Exercise details.
Copy out every one of the entries below word for word, leaving out the pictures.

Material supplied.
--- Begin ---

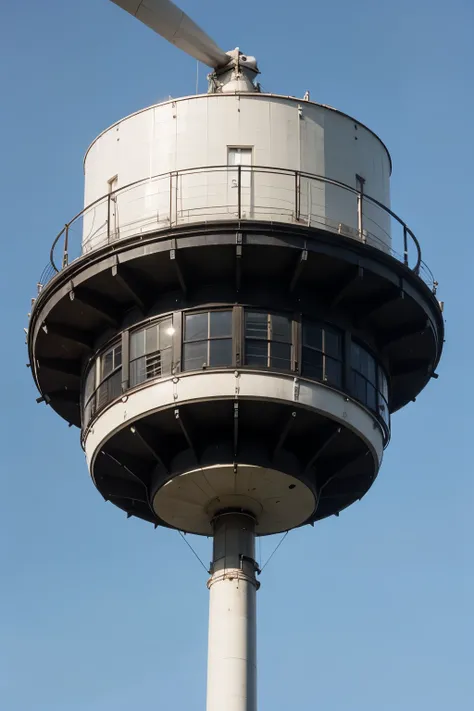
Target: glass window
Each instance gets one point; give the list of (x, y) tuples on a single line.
[(322, 353), (267, 340), (207, 340), (196, 327), (256, 325), (369, 382), (151, 352), (89, 394), (110, 381)]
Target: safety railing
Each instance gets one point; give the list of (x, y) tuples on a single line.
[(217, 193)]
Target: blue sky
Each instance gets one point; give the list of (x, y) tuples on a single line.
[(371, 611)]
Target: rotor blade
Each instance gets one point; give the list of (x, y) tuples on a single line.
[(173, 24)]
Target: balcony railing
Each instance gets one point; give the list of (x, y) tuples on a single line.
[(219, 193)]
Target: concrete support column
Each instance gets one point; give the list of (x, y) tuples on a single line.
[(232, 655)]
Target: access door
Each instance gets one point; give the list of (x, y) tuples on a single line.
[(241, 199)]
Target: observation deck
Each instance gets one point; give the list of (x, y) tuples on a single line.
[(258, 332)]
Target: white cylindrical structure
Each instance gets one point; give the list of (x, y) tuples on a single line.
[(226, 156), (232, 656)]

--- End ---

Written solution.
Target: glass window
Each instance gets one point; give the list of (x, y) tuples on a single line.
[(322, 353), (267, 340), (207, 340), (196, 327), (256, 325), (369, 382), (151, 352), (89, 394), (110, 381)]
Target: safety railing
Each instance gets one point; give the list of (x, y) tuples on a single line.
[(217, 193)]
Target: blue sky
Each instance gets one point; give the list of (x, y) tuples on a single line.
[(371, 611)]
Target: rotor blade
Each instance gets one point; give the list of (x, y) tuples on a single line.
[(173, 24)]
Target: balcony railing
Each instance gets one point; give the list of (x, y) tuples on a single line.
[(219, 193)]
Target: concrete support column
Each instance gets one point; give the list of (x, y) tuples on a single line.
[(232, 655)]
Target: access door
Each instance gets one point; give the list of (x, y) tuples on a single line.
[(241, 199)]
Target: observation deck
Each instance gets one point; give the list of (x, y) tuples on a single line.
[(258, 332)]
Target: white cylindrical structure
Each instance gets one point; give the list of (x, y) tuples on a single line.
[(226, 156), (232, 656)]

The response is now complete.